Ron Cook: Webster's legacy is much greater today
To Steelers Nation, he was "Iron Mike" Webster, in many ways the rugged face of the greatest dynasty in NFL history. It's still hard to believe he's gone. Iron Mike was so tough he was supposed to live forever, right? Monday was the 10th anniversary of his death from heart failure and other complications. He was 50 when he passed.
Know this about Webster, though:
His legacy lives on. It's much greater today than it was during his Hall of Fame career.
"He made people take concussions seriously," Garrett Webster was saying the other day. He is Webster's son, who is 28, lives in Moon and works as an administrator for the Brain Injury Research Institute, which studies the long-term impact of repetitive head injuries. Mike Webster was diagnosed after his death with Chronic Traumatic Encephalopathy (CTE), a progressive brain disease that was linked to his long career.
═══
Your tasks:
1. Answer the following questions using the column on Mike Webster.
(a) How old was Mike Webster when he died?
(b) For which organization does Garrett Webster work as an administrator?
(c) With what disease was Mike Webster diagnosed after his death?
2. Extract word for word the passage of the column on Mike Webster starting with "Know this about" and going on through "his long career.".

Data section:
═══
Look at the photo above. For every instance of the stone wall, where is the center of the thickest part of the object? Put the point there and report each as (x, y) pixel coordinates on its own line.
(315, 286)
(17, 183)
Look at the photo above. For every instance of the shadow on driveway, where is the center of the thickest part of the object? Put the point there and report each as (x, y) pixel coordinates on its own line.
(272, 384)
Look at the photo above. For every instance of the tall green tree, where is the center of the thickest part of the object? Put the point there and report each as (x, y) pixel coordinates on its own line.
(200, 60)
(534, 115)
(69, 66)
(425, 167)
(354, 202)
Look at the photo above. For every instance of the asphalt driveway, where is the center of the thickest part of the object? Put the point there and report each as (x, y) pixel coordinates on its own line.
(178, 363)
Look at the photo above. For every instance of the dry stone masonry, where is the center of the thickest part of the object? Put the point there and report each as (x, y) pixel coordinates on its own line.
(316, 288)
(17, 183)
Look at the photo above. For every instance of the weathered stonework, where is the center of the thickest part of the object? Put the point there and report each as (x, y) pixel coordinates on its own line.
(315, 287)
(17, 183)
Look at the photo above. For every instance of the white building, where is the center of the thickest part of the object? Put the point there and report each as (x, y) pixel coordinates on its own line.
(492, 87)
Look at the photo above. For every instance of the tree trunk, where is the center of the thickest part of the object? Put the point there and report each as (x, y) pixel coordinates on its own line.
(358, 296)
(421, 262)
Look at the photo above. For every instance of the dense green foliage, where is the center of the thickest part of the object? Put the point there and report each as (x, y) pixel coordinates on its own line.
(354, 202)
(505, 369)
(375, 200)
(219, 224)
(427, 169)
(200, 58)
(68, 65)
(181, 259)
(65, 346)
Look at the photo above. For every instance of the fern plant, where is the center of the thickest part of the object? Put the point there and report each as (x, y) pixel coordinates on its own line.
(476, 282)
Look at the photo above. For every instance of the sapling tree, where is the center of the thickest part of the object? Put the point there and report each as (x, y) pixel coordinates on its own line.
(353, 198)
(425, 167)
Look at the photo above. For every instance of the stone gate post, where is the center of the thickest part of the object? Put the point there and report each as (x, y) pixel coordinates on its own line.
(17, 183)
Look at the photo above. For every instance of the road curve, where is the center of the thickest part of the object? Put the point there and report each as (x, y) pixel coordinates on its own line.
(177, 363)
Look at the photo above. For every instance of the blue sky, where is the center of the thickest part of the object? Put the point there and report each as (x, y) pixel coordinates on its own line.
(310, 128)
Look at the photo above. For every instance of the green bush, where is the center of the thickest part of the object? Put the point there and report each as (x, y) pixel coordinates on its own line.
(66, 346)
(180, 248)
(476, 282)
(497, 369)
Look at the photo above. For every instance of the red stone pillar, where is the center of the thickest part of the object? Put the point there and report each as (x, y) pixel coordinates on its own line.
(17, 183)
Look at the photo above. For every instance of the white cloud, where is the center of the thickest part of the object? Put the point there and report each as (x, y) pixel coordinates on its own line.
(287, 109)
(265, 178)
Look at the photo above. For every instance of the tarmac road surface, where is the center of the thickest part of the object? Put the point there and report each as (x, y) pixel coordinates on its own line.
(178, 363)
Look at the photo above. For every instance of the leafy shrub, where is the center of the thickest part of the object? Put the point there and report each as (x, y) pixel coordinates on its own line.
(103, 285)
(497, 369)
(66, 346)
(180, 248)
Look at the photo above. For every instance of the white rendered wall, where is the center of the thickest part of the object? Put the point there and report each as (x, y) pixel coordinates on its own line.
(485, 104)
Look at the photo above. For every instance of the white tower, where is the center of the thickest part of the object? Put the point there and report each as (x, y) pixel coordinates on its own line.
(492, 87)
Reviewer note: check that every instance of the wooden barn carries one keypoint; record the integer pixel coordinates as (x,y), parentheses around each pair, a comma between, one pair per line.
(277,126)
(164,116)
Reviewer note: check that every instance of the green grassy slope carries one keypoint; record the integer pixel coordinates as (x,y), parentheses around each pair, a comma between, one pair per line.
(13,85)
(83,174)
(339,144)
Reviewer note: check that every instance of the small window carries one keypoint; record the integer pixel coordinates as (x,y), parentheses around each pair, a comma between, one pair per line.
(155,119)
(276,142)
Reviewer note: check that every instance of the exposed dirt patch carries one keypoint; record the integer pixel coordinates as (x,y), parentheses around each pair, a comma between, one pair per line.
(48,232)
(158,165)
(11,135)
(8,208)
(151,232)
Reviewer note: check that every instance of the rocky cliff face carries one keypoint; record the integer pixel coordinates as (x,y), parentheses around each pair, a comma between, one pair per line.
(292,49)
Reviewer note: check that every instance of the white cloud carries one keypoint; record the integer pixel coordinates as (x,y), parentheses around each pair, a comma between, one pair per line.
═══
Expected outputs:
1.
(a) He was 50.
(b) The Brain Injury Research Institute.
(c) Chronic Traumatic Encephalopathy (CTE).

2.
Know this about Webster, though:
His legacy lives on. It's much greater today than it was during his Hall of Fame career.
"He made people take concussions seriously," Garrett Webster was saying the other day. He is Webster's son, who is 28, lives in Moon and works as an administrator for the Brain Injury Research Institute, which studies the long-term impact of repetitive head injuries. Mike Webster was diagnosed after his death with Chronic Traumatic Encephalopathy (CTE), a progressive brain disease that was linked to his long career.